Noise250A quiet boat is a good boat. “Quiet” says well engineered, solidly built, comfortable to ride in…new. New boats are quiet. Old ones are noisy – power or sail. Why is that? In a recent technical presentation, we learned that the life expectancy of the sound absorbing materials in most new boats is about 10 years.

It turns out that the material breaks down, packs down and generally looses effectiveness as the years go by through moisture absorption and other deterioration.

Making matters worse, the many sources of vibration and impact that every boat suffers when underway, will loosen almost any bolt or fastening eventually. Things start to rattle and squeak and with the diminished effectiveness of your sound insulation materials, the boat gets louder and louder every year.

Now the good news: you can fix much of this yourself over this winter.

Assuming your boat is accessible, the winter is a great time to renew that solid, new feeling. Sound insulation materials are relatively inexpensive and they are readily available too. Your dealer probably has exactly what you need in their parts inventory. Otherwise your friendly marine chandlery will almost certainly have a selection of materials and related supplies.

DO NOT use any material that is not a proper certified marine grade material for use in the application you are planning. Fire and water resistance are critical. Buy the right stuff or hire your dealer or boat yard to do the work. Engine rooms can be noisy, hot and there is a potential for fire.

Start by assessing the existing material and noting where and how it is fastened in.

Because every engine has a different sound signature, we assume the builder did their research and used the best material for that sound signature. Do your best to duplicate the material. Don’t overdo it though. Going too thick is a waste and can make clearances too tight.

There are two types of sound sources:

Structure Borne Noise

Structure borne noise is mechanical vibration in a structure that can become an audible sound, like flexing of a tank side, loose parts rattling and so on.

Airborne Noise

Airborne noise is sound waves being carried by the atmosphere, like engine noise, turbo whine, water-makers and so on.

To control airborne noise, you use materials that block or absorb noise transmission while with structure borne noise, use isolation and damping.

━━━━━━━━━━━━━━━━━━━━━━━━━━━━━━

▸ Problems and tasks
A - From the text on boat noise, translate this sentence into Spanish: "Fire and water resistance are critical."
B - Please write what comes next in the text on quieting a boat, picking up after its final sentence.
The lines after the text have no role in this work.

▸ Dataset content
━━━━━━━━━━━━━━━━━━━━━━━━━━━━━━

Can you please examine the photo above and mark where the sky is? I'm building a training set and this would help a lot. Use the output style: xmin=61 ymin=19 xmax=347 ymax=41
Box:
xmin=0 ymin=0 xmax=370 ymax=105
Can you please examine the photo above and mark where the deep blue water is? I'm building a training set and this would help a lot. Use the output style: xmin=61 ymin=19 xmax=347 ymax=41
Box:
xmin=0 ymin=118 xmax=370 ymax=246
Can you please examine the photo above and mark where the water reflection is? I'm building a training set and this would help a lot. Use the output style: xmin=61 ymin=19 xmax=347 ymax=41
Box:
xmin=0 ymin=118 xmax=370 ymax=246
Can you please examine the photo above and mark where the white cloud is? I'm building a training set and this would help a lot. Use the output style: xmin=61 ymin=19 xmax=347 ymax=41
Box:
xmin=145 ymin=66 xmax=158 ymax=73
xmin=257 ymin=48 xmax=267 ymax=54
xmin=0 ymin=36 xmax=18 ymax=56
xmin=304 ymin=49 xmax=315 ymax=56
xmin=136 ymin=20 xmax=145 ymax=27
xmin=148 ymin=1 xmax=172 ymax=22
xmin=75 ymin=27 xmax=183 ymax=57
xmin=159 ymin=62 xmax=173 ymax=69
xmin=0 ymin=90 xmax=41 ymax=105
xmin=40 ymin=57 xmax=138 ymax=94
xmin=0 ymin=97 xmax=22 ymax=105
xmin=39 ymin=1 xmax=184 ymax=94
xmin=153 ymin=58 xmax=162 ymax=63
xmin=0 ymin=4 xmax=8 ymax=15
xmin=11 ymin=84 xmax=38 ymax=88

━━━━━━━━━━━━━━━━━━━━━━━━━━━━━━

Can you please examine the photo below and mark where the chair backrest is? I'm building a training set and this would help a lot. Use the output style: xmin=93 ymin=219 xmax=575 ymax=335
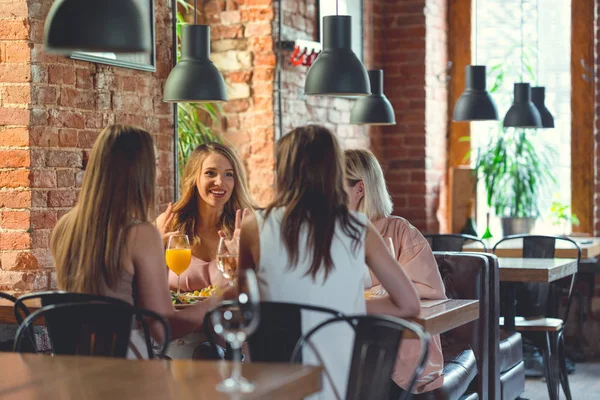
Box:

━━━━━━━━━━━━━━━━━━━━━━━━━━━━━━

▸ Answers to the problems
A - La resistencia al fuego y al agua es fundamental.

B -
Incidentally, the mounts for your engines and onboard mechanical devices should be maintained regularly to help isolate and damp vibrations. Engine mounts seem to be the last thing that ever gets tightened or adjusted on older boats and they can cause or solve many vibration problems.

Reflected noise can actually make an environment louder. So, if you can abate noise at the source you treat smaller areas and eliminate secondary effects.

Also, loosening a simple little engine room access plate or cover can open up a noise path. If you can see it, you can hear it. So, if your boat has had a hole or opening made in a bulkhead for new wiring or plumbing, you need to get advice on how to properly seal that noise source off.

You need to leave room for treatment when you add a mechanical device like an air conditioner or generator too. People often retrofit equipment into older boats but neglect to add appropriate sound control material.

There are three main methods to reduce sound:

Absorbers

Sound absorption will reduce the reflected sound inside an enclosure or room. When the sound waves strike a sound absorbing material, the sound wave has an energy conversion of kinetic energy to heat. Typically, sound absorbers are porous materials such as open cell foams or fibers.

By placing a face on the porous materials, (like the silver foil in the photo above) the absorption characteristics of the system will change. In addition, some absorber materials have a barrier hung in the matrix for added effectiveness.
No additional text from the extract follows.